Exercise goal >>
Each entry should be quoted word for word, including every mark of punctuation.

------------

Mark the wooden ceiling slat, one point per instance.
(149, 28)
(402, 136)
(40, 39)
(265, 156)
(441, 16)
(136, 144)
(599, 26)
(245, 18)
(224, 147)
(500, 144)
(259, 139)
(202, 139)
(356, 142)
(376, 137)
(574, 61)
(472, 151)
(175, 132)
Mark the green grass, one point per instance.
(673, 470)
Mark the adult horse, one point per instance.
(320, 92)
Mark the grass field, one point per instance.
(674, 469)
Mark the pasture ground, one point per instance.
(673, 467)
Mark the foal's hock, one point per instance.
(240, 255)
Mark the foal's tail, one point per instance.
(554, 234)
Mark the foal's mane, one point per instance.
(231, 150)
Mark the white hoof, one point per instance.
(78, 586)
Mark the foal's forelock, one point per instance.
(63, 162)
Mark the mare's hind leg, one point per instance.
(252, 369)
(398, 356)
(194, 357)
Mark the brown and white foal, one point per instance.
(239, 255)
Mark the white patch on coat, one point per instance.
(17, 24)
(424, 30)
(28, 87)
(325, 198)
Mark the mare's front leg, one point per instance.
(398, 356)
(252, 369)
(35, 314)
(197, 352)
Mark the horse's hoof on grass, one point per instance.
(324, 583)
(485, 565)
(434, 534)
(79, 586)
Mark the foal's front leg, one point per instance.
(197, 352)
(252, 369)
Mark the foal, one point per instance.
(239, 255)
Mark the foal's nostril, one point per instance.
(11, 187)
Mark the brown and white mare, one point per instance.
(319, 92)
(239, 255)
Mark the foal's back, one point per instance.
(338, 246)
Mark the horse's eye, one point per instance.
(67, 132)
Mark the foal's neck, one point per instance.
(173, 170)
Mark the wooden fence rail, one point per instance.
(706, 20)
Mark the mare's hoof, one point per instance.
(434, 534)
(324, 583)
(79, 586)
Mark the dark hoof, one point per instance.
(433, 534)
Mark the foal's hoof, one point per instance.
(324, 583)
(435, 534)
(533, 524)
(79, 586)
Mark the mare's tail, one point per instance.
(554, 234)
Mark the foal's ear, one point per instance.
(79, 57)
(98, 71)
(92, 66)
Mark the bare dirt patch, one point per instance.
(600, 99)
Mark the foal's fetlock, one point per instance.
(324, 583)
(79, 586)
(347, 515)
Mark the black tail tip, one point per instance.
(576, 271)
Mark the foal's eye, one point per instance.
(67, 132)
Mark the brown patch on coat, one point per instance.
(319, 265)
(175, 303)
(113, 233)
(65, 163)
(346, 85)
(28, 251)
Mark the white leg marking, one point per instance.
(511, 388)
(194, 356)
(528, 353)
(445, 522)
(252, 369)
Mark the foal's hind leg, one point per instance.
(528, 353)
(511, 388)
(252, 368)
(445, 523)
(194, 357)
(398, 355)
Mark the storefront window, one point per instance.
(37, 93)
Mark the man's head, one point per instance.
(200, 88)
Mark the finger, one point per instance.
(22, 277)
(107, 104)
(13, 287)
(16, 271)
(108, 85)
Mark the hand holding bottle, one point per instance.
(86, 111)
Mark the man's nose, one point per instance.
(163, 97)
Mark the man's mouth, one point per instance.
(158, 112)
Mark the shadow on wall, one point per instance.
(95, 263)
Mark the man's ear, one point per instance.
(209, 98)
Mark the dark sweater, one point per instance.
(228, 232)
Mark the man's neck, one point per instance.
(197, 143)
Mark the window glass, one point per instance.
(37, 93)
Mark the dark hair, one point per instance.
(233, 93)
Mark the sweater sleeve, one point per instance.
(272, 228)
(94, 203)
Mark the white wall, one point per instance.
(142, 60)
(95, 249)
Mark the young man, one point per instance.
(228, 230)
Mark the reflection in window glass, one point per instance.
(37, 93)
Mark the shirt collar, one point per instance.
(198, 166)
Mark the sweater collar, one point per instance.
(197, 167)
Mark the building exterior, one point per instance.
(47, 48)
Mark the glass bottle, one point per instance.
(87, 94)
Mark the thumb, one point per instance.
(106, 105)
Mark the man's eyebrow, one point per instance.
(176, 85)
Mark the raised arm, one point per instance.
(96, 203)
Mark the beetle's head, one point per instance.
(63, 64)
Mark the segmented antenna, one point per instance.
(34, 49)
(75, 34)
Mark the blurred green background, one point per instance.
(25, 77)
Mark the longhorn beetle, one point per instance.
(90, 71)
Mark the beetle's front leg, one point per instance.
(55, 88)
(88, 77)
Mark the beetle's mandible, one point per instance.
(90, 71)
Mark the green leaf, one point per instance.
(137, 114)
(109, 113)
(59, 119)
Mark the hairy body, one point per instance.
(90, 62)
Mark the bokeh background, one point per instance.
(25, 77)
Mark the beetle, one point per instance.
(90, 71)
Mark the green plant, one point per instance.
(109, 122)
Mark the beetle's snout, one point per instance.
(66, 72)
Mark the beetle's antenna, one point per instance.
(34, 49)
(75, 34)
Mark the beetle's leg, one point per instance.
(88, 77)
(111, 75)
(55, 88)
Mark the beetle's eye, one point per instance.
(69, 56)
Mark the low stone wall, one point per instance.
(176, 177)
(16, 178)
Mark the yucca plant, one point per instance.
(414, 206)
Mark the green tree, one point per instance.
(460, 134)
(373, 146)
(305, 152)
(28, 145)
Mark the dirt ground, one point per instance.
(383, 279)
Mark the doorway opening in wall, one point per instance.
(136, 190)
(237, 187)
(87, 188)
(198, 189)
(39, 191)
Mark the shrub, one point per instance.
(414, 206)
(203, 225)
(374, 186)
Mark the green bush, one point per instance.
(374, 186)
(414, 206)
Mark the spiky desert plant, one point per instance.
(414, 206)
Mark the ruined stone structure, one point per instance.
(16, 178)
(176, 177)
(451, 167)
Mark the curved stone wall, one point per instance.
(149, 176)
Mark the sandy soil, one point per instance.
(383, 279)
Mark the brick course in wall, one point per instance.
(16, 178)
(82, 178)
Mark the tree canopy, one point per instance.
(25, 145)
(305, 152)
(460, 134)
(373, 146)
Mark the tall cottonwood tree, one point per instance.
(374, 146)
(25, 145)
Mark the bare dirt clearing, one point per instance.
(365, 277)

------------

Correct result >>
Mark the wooden ceiling slat, one point per instance.
(149, 28)
(402, 136)
(40, 39)
(265, 156)
(441, 16)
(136, 144)
(599, 26)
(245, 18)
(224, 147)
(500, 144)
(259, 139)
(202, 139)
(356, 142)
(376, 137)
(574, 61)
(472, 151)
(175, 132)
Mark the green grass, one point per instance.
(673, 470)
Mark the adult horse, one point per instance.
(320, 92)
Mark the grass field, one point per instance.
(674, 469)
Mark the pasture ground, one point per instance.
(673, 467)
Mark the foal's hock, one point per instance.
(240, 255)
Mark the foal's tail, one point per instance.
(554, 234)
Mark the foal's mane, one point per instance.
(231, 150)
Mark the white hoof, one point per instance.
(78, 586)
Mark the foal's forelock, one point per instance.
(63, 162)
Mark the mare's hind leg, one point per instance.
(252, 369)
(398, 356)
(194, 357)
Mark the brown and white foal, one point per instance.
(239, 255)
Mark the white patch on coat, one point per instance.
(17, 24)
(424, 30)
(28, 87)
(325, 198)
Mark the mare's front leg, one point per instance.
(398, 356)
(252, 369)
(35, 314)
(197, 352)
Mark the horse's hoof on grass, one point per instance.
(324, 583)
(485, 565)
(434, 534)
(79, 586)
Mark the foal's front leg, one point per instance.
(197, 352)
(252, 369)
Mark the foal, one point per instance.
(239, 255)
Mark the foal's nostril, one point per instance.
(11, 187)
Mark the brown and white mare, one point per instance.
(319, 92)
(239, 255)
Mark the foal's back, one point per instance.
(338, 246)
Mark the horse's eye, one point per instance.
(67, 132)
Mark the foal's neck, one point per instance.
(173, 170)
Mark the wooden fence rail, one point per instance.
(706, 20)
Mark the mare's hoof, one point per instance.
(434, 534)
(324, 583)
(79, 586)
Mark the dark hoof, one point per instance.
(433, 534)
Mark the foal's hoof, one point per instance.
(324, 583)
(435, 534)
(533, 524)
(79, 586)
Mark the mare's tail, one point per instance.
(554, 234)
Mark the foal's ear, one point per instance.
(79, 57)
(98, 71)
(92, 66)
Mark the bare dirt patch, one point per instance.
(600, 99)
Mark the foal's fetlock, one point per instance.
(324, 583)
(79, 586)
(347, 515)
Mark the black tail tip, one point per instance.
(576, 271)
Mark the foal's eye, one point per instance.
(67, 132)
Mark the brown patch on coat, one point per instance.
(319, 265)
(175, 303)
(113, 233)
(65, 163)
(346, 85)
(28, 251)
Mark the white leg marking, one point per instance.
(511, 388)
(194, 356)
(528, 353)
(445, 522)
(252, 369)
Mark the foal's hind leg, one point per instance.
(528, 353)
(511, 388)
(252, 368)
(445, 523)
(194, 357)
(398, 355)
Mark the storefront window, one point per instance.
(37, 93)
Mark the man's head, one point per instance.
(200, 88)
Mark the finger, one point per instance.
(22, 277)
(107, 104)
(13, 287)
(16, 271)
(108, 85)
Mark the hand holding bottle, one point per instance.
(86, 111)
Mark the man's nose, one point per instance.
(163, 97)
Mark the man's mouth, one point per instance.
(158, 112)
Mark the shadow on wall, one point per instance.
(95, 263)
Mark the man's ear, one point per instance.
(209, 98)
Mark the dark sweater, one point per instance.
(228, 232)
Mark the man's neck, one point per instance.
(197, 143)
Mark the window glass, one point per instance.
(37, 93)
Mark the dark hair, one point per instance.
(233, 93)
Mark the sweater sleeve, one point per instance.
(272, 228)
(94, 203)
Mark the white wall, one point per instance.
(142, 60)
(95, 249)
Mark the young man, one point per instance.
(228, 230)
Mark the reflection in window glass, one point per instance.
(37, 93)
Mark the shirt collar, one point per instance.
(198, 166)
Mark the sweater collar, one point per instance.
(197, 167)
Mark the building exterior, one point per instance.
(47, 48)
Mark the glass bottle, one point per instance.
(87, 94)
Mark the thumb, one point per instance.
(106, 105)
Mark the man's eyebrow, one point per instance.
(176, 85)
Mark the raised arm, one point per instance.
(96, 203)
Mark the beetle's head, one point per instance.
(63, 64)
Mark the segmented antenna, one point per instance.
(34, 49)
(75, 34)
Mark the blurred green background, one point per instance.
(25, 77)
Mark the longhorn beetle, one point per instance.
(90, 71)
Mark the beetle's front leg, one point per instance.
(55, 88)
(88, 77)
Mark the beetle's mandible, one point per instance.
(90, 71)
Mark the green leaf, one point per instance.
(137, 114)
(109, 113)
(59, 119)
Mark the hairy body, one point per instance.
(90, 62)
Mark the bokeh background, one point per instance.
(25, 77)
Mark the beetle, one point per instance.
(90, 71)
Mark the green plant, one point per instance.
(109, 122)
Mark the beetle's snout, one point per instance.
(66, 72)
Mark the beetle's antenna, one point per instance.
(34, 49)
(75, 34)
Mark the beetle's leg, one point per instance.
(88, 77)
(111, 75)
(55, 88)
Mark the beetle's eye, one point per instance.
(69, 56)
Mark the low stone wall, one point per instance.
(176, 177)
(16, 178)
Mark the yucca plant, one point per instance.
(414, 206)
Mark the green tree, one point per instance.
(460, 134)
(373, 146)
(305, 152)
(28, 145)
Mark the dirt ground, one point per instance.
(383, 279)
Mark the doorway opening in wall, one point per instance.
(136, 190)
(237, 187)
(87, 188)
(198, 189)
(39, 191)
Mark the shrub, one point per instance.
(414, 206)
(203, 225)
(374, 186)
Mark the green bush, one point per instance.
(374, 186)
(414, 206)
Mark the spiky desert plant, one point per instance.
(414, 206)
Mark the ruined stone structure, one point per instance.
(16, 178)
(176, 177)
(451, 167)
Mark the curved stone wall, one point per instance.
(149, 176)
Mark the sandy soil, one point per instance.
(383, 279)
Mark the brick course in wall, one point per instance.
(16, 178)
(82, 178)
Mark the tree canopy, one point per instance.
(25, 145)
(305, 152)
(460, 134)
(373, 146)
Mark the tall cottonwood tree, one point per instance.
(374, 146)
(25, 145)
Mark the bare dirt clearing, one point per instance.
(365, 277)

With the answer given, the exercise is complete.